Il est plus de 18 heures et l'audience à juge unique s'étire depuis 13h30. Il reste encore une demi-douzaine de dossiers et l'impatience commence à gagner les rangs dans la salle d'audience. «Vous vous rendez compte de ce que vous avez fait ?», demande à deux reprises la présidente du tribunal. Michel Bayle sait bien et tient à s'excuser, lui qui s'est aspergé d'essence et a brandi un briquet, au matin du 26 octobre dernier, à l'ANPE de Bordeaux-Bacalan. Le geste avait beaucoup marqué les conseillers à l'emploi présents.

□ □ □

— Consigne —
Pour chacune des affirmations suivantes, dites par oui ou par non si elle concorde avec l'extrait sur l'audience, puis citez mot pour mot le passage qui le montre. (a) L'audience a débuté à 13h30. (b) La présidente du tribunal ne pose sa question qu'une seule fois. (c) Les faits ont eu lieu à l'ANPE de Bordeaux-Bacalan.

□ □ □

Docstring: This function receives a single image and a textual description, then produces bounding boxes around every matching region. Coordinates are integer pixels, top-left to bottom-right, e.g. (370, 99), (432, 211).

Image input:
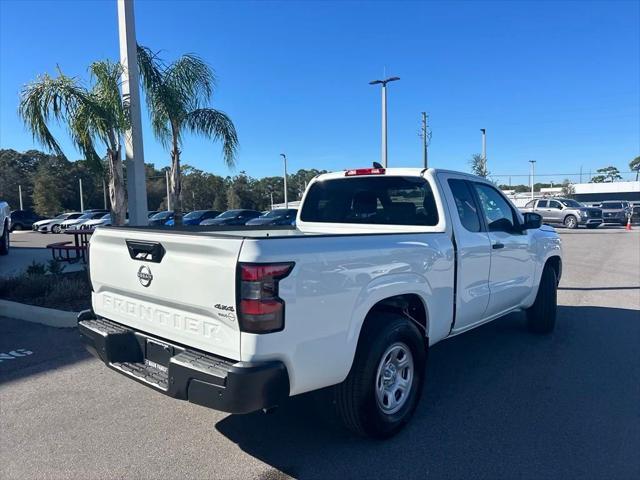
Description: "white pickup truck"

(78, 168), (562, 437)
(0, 200), (11, 255)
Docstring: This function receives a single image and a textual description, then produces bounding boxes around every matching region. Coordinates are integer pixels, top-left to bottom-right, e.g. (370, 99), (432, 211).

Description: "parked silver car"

(520, 198), (602, 228)
(598, 200), (632, 225)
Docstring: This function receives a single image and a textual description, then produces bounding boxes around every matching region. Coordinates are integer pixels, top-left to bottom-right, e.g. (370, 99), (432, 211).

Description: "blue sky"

(0, 0), (640, 183)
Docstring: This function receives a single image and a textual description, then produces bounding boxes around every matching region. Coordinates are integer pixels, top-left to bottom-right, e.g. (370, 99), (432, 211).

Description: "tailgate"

(90, 228), (243, 360)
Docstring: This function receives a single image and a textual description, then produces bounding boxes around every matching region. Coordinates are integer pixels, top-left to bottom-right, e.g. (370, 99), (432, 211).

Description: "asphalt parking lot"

(0, 228), (640, 479)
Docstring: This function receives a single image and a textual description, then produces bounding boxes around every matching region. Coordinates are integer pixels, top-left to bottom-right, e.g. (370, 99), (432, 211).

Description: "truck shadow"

(216, 306), (640, 478)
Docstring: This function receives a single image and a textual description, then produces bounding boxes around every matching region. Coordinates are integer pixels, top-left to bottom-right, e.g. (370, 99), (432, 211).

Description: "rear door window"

(300, 176), (438, 226)
(473, 183), (516, 231)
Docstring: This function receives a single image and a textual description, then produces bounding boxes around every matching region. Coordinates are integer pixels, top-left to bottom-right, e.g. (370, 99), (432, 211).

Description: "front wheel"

(335, 313), (427, 438)
(564, 215), (578, 230)
(527, 265), (558, 333)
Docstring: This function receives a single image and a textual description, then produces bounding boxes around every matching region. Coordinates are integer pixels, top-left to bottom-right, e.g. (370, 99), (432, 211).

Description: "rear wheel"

(527, 265), (558, 333)
(335, 314), (426, 438)
(0, 223), (10, 255)
(564, 215), (578, 230)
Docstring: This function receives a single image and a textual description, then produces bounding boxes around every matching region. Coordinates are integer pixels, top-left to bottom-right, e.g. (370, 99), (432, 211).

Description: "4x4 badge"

(138, 265), (153, 287)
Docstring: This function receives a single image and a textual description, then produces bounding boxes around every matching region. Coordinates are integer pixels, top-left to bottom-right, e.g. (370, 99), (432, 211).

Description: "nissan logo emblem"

(138, 265), (153, 287)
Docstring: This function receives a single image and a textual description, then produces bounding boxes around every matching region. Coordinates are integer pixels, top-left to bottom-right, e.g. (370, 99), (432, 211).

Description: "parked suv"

(598, 200), (631, 225)
(11, 210), (43, 232)
(521, 198), (602, 229)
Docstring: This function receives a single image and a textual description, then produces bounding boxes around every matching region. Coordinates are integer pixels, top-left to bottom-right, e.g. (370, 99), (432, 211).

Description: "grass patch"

(0, 268), (91, 312)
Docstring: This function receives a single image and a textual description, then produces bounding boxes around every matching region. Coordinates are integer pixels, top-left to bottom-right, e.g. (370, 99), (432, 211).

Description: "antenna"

(418, 112), (431, 168)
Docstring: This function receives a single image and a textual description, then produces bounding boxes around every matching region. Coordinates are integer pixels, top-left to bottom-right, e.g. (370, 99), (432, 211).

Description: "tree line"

(18, 46), (239, 225)
(0, 149), (325, 216)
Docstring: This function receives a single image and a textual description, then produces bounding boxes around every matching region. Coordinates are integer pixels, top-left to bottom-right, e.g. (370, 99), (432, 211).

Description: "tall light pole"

(480, 128), (487, 172)
(369, 77), (400, 168)
(78, 178), (84, 212)
(102, 178), (107, 210)
(164, 170), (171, 211)
(118, 0), (148, 225)
(280, 153), (289, 208)
(529, 160), (536, 200)
(420, 112), (431, 168)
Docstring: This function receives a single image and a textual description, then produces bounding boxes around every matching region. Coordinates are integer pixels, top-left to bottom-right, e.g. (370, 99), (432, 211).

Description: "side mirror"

(522, 212), (542, 230)
(488, 218), (516, 232)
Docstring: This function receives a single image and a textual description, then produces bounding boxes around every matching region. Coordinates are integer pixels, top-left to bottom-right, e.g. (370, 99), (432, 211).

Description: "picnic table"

(47, 228), (93, 263)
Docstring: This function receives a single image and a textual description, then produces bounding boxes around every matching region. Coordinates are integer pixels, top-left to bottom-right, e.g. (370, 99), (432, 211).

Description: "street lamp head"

(369, 77), (400, 86)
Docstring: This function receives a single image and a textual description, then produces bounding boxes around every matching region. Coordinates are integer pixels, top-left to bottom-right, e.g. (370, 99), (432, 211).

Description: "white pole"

(118, 0), (148, 225)
(280, 153), (289, 208)
(420, 112), (429, 168)
(480, 128), (487, 172)
(382, 83), (387, 168)
(78, 178), (84, 212)
(164, 170), (171, 211)
(529, 160), (536, 200)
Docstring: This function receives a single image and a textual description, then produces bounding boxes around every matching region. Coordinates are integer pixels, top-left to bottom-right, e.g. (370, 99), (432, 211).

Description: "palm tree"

(629, 157), (640, 182)
(18, 61), (129, 225)
(138, 46), (238, 225)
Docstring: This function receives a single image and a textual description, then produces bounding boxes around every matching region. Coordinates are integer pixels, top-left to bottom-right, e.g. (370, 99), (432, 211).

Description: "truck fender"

(345, 273), (432, 377)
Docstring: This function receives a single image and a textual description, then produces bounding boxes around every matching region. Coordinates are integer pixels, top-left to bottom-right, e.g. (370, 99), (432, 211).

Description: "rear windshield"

(300, 176), (438, 225)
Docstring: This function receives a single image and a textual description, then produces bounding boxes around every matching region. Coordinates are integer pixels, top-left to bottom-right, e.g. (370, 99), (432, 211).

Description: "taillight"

(344, 168), (385, 177)
(238, 263), (293, 333)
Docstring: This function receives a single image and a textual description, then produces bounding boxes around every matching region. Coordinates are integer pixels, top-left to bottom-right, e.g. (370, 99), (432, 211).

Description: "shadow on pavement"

(558, 286), (640, 291)
(0, 317), (91, 385)
(216, 306), (640, 478)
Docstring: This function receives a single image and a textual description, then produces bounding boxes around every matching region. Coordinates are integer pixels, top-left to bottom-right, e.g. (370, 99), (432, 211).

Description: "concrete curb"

(0, 299), (78, 328)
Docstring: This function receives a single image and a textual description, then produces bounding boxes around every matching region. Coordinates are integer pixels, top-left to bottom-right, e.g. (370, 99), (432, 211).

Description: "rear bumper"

(78, 310), (289, 413)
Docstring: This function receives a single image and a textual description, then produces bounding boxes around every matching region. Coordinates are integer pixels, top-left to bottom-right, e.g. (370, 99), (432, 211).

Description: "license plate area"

(144, 338), (174, 372)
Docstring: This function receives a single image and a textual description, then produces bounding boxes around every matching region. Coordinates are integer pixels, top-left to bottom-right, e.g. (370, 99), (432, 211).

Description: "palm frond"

(18, 73), (88, 158)
(165, 54), (215, 110)
(137, 45), (166, 91)
(184, 108), (238, 167)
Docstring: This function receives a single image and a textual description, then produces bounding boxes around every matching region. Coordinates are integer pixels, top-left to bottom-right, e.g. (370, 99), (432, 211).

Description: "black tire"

(527, 265), (558, 333)
(562, 215), (578, 230)
(0, 222), (11, 255)
(335, 313), (427, 438)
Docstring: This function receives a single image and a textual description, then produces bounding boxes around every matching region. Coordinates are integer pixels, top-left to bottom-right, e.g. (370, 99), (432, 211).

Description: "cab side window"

(449, 179), (482, 232)
(473, 183), (517, 232)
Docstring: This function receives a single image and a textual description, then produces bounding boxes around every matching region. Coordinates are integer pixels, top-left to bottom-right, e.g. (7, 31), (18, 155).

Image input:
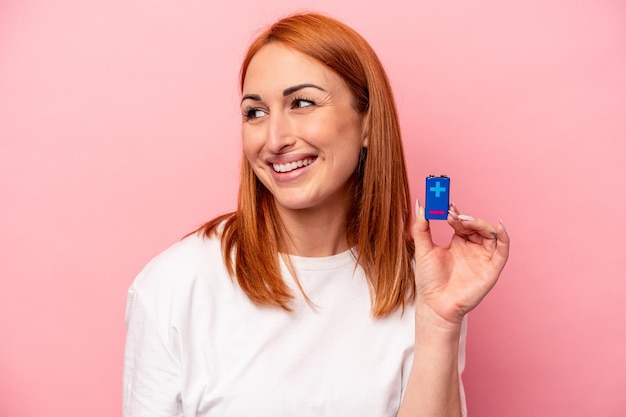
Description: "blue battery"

(425, 175), (450, 220)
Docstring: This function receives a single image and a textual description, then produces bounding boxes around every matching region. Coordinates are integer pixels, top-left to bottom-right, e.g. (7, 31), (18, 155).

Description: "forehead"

(243, 42), (343, 93)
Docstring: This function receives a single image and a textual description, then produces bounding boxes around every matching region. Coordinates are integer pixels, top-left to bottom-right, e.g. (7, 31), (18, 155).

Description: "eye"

(291, 97), (315, 109)
(243, 107), (266, 120)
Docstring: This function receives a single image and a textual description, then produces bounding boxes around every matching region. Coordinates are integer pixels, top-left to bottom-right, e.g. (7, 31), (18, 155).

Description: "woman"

(124, 14), (509, 417)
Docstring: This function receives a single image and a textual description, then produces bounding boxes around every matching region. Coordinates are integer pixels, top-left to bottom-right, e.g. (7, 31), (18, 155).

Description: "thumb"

(413, 200), (434, 259)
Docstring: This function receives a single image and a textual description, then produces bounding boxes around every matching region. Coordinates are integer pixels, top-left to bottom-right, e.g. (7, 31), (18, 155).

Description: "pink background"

(0, 0), (626, 417)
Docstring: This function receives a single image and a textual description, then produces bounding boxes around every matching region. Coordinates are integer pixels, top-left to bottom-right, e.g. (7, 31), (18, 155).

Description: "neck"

(278, 200), (350, 258)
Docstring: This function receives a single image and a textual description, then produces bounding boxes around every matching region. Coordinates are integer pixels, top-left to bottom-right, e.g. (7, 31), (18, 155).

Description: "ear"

(361, 111), (370, 148)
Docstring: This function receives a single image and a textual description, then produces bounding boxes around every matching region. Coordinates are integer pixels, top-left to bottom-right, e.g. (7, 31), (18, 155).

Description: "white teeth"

(272, 158), (315, 172)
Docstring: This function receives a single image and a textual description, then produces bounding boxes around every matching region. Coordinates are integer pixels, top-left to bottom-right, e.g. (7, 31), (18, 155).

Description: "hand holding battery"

(413, 176), (510, 325)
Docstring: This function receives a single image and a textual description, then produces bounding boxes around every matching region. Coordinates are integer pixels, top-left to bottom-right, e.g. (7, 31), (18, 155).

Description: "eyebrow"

(283, 84), (326, 97)
(241, 84), (326, 103)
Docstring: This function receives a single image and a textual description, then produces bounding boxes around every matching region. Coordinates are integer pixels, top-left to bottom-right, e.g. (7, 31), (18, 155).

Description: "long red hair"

(200, 13), (415, 317)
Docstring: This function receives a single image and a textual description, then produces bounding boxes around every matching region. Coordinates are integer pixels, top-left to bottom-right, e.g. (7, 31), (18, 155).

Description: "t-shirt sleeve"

(122, 288), (183, 417)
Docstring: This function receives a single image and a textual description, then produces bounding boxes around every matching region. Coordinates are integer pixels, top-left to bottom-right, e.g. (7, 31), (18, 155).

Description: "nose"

(267, 112), (296, 154)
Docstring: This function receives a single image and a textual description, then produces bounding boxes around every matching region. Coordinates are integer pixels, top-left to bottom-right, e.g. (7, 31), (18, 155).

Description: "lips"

(272, 158), (315, 173)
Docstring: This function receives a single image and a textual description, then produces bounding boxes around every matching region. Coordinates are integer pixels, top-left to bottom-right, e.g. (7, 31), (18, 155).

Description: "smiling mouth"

(272, 158), (315, 173)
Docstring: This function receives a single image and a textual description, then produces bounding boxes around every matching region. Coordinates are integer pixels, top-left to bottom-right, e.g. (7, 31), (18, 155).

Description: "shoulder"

(130, 233), (227, 300)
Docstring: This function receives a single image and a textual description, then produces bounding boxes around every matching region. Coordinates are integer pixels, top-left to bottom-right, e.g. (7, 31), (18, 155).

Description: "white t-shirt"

(123, 235), (464, 417)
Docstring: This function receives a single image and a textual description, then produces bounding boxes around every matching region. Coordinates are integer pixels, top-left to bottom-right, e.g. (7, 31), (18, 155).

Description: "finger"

(448, 204), (497, 243)
(492, 219), (511, 270)
(413, 200), (434, 258)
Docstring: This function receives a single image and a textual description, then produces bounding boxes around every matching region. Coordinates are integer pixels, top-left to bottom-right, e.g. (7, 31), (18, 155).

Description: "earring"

(356, 146), (367, 178)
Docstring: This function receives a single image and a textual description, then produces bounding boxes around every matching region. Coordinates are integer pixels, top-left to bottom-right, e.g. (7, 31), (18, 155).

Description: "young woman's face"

(241, 43), (367, 214)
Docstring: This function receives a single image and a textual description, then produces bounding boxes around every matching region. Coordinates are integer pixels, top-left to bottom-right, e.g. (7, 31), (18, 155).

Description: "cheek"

(241, 127), (263, 159)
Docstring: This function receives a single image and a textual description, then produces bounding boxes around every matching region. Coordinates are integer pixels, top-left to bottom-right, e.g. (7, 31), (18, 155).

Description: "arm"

(122, 289), (182, 417)
(398, 200), (509, 417)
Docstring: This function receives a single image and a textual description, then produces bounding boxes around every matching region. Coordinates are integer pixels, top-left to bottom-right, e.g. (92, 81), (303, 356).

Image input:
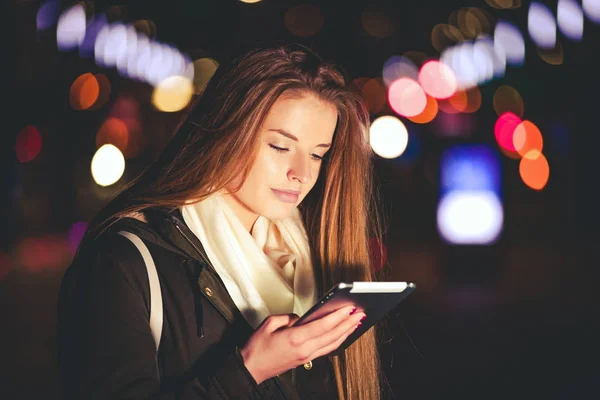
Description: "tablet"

(294, 282), (416, 356)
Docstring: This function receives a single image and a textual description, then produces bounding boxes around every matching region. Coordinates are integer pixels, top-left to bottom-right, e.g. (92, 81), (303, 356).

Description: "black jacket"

(57, 210), (337, 400)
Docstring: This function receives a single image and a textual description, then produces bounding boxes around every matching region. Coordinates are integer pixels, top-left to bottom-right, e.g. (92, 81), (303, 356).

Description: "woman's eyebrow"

(269, 129), (331, 148)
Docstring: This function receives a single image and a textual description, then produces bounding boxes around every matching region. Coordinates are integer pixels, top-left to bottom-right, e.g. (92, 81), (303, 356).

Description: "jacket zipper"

(173, 218), (296, 400)
(173, 219), (233, 323)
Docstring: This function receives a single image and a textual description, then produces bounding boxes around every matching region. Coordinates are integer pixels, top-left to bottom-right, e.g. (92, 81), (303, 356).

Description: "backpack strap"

(119, 231), (163, 352)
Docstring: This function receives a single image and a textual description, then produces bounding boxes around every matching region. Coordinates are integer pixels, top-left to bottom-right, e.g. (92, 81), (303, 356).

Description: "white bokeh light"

(556, 0), (583, 41)
(527, 1), (556, 49)
(381, 56), (419, 86)
(369, 115), (408, 158)
(581, 0), (600, 24)
(437, 190), (504, 245)
(56, 4), (86, 51)
(91, 144), (125, 186)
(494, 21), (525, 66)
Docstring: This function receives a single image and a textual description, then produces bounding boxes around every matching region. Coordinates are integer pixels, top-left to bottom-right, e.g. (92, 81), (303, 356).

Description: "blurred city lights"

(519, 150), (550, 190)
(91, 144), (125, 186)
(437, 145), (504, 245)
(15, 125), (42, 163)
(437, 192), (504, 245)
(388, 78), (427, 117)
(556, 0), (583, 41)
(494, 21), (525, 66)
(407, 96), (438, 124)
(381, 56), (419, 87)
(96, 117), (129, 156)
(419, 60), (456, 99)
(35, 0), (60, 31)
(581, 0), (600, 24)
(527, 1), (556, 49)
(69, 72), (100, 110)
(493, 85), (525, 117)
(513, 120), (544, 157)
(56, 4), (86, 51)
(283, 4), (325, 37)
(369, 115), (408, 158)
(494, 112), (522, 152)
(152, 75), (194, 112)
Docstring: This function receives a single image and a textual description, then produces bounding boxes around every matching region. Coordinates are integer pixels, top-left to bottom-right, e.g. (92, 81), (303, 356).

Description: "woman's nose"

(288, 156), (311, 183)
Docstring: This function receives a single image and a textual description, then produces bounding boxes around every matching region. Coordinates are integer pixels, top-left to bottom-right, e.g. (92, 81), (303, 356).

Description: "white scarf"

(181, 194), (318, 328)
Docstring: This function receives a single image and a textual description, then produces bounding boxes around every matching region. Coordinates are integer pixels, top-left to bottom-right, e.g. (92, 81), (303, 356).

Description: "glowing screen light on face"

(437, 145), (504, 245)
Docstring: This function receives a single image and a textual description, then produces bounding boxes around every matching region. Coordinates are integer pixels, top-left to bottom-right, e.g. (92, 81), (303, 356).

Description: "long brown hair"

(92, 45), (381, 400)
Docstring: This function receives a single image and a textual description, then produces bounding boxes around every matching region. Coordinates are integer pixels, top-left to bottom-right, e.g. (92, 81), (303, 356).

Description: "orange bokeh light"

(69, 72), (100, 110)
(408, 96), (438, 124)
(388, 78), (427, 117)
(512, 120), (544, 157)
(519, 150), (550, 190)
(494, 112), (522, 152)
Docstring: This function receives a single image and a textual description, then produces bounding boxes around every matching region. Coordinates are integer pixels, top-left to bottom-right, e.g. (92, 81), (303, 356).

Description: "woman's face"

(225, 94), (337, 231)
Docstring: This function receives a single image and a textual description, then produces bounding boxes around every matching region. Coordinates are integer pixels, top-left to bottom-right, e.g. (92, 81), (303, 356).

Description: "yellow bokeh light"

(519, 150), (550, 190)
(493, 85), (525, 117)
(152, 75), (194, 112)
(369, 115), (408, 158)
(91, 144), (125, 186)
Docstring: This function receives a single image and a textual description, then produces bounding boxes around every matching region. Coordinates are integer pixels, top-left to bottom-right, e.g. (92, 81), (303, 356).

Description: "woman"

(58, 45), (380, 400)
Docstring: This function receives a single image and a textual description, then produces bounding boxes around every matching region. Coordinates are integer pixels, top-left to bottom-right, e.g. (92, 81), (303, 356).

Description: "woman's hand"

(241, 306), (365, 383)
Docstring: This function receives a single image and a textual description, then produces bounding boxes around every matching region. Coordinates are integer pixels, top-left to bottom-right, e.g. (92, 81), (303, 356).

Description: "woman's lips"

(271, 189), (300, 203)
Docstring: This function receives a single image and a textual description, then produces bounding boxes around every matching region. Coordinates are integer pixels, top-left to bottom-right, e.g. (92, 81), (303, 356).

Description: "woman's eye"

(269, 144), (290, 153)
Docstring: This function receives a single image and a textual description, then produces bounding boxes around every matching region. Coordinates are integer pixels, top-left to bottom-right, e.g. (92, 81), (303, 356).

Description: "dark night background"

(0, 0), (600, 399)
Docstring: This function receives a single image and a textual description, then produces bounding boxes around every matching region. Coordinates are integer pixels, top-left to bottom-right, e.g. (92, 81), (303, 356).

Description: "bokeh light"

(69, 72), (100, 110)
(581, 0), (600, 24)
(193, 57), (219, 94)
(35, 0), (60, 31)
(527, 1), (556, 49)
(360, 11), (394, 38)
(152, 75), (194, 112)
(494, 112), (522, 152)
(556, 0), (583, 41)
(493, 85), (525, 118)
(388, 78), (427, 117)
(519, 150), (550, 190)
(56, 4), (86, 51)
(513, 120), (544, 157)
(381, 56), (419, 87)
(91, 144), (125, 186)
(283, 4), (325, 37)
(15, 125), (42, 163)
(407, 96), (438, 124)
(369, 115), (408, 158)
(494, 21), (525, 66)
(419, 60), (456, 99)
(96, 117), (129, 157)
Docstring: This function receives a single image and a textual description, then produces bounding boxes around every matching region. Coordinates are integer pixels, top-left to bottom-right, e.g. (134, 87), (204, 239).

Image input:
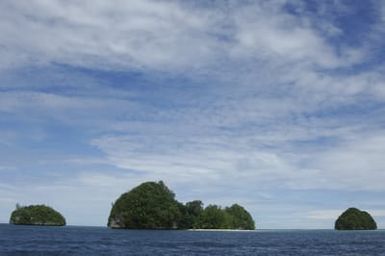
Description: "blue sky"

(0, 0), (385, 228)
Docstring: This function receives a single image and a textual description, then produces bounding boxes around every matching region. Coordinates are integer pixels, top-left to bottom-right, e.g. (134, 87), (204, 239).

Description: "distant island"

(108, 181), (255, 230)
(9, 205), (66, 226)
(334, 208), (377, 230)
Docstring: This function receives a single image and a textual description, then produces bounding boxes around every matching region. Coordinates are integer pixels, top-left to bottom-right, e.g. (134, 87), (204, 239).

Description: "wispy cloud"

(0, 0), (385, 227)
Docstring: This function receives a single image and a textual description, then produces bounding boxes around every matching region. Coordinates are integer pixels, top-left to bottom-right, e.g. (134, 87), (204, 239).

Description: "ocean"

(0, 224), (385, 256)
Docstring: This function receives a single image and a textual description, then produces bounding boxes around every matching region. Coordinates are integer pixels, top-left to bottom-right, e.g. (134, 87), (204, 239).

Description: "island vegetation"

(108, 181), (255, 230)
(9, 204), (66, 226)
(334, 208), (377, 230)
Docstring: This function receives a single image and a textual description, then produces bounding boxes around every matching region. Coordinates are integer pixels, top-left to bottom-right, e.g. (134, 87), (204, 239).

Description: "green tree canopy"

(334, 208), (377, 230)
(9, 204), (66, 226)
(108, 181), (255, 229)
(108, 181), (181, 229)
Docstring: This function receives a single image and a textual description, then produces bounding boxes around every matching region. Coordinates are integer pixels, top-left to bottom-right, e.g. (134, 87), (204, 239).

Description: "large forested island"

(334, 208), (377, 230)
(108, 181), (255, 230)
(9, 205), (66, 226)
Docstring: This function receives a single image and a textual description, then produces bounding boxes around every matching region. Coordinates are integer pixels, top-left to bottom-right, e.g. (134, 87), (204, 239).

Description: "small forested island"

(9, 205), (66, 226)
(108, 181), (255, 230)
(334, 208), (377, 230)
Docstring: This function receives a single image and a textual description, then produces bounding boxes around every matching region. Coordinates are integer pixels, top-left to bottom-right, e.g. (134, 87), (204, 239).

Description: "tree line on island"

(108, 181), (255, 230)
(10, 181), (377, 230)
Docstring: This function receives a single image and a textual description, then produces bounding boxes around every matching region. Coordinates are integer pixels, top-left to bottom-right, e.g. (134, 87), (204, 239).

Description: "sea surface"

(0, 224), (385, 256)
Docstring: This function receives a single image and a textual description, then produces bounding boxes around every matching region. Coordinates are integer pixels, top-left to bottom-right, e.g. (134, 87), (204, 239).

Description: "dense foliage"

(108, 181), (181, 229)
(108, 181), (255, 229)
(334, 208), (377, 230)
(194, 204), (255, 230)
(10, 205), (66, 226)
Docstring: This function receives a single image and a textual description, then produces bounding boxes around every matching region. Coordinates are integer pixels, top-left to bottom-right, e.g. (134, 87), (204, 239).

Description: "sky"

(0, 0), (385, 229)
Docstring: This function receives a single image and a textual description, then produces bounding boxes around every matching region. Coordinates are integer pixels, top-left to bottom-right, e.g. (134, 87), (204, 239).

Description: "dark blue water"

(0, 225), (385, 256)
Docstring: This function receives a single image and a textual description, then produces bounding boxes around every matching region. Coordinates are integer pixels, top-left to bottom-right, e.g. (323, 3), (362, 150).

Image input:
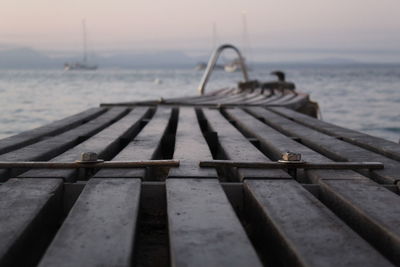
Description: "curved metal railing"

(198, 44), (249, 95)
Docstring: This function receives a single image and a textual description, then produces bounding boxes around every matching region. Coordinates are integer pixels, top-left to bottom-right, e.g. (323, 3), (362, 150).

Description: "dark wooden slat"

□ □ □

— Corrigé de l'exercice —
(a) Oui : « l'audience à juge unique s'étire depuis 13h30 ».
(b) Non : « demande à deux reprises la présidente du tribunal ».
(c) Oui : « au matin du 26 octobre dernier, à l'ANPE de Bordeaux-Bacalan ».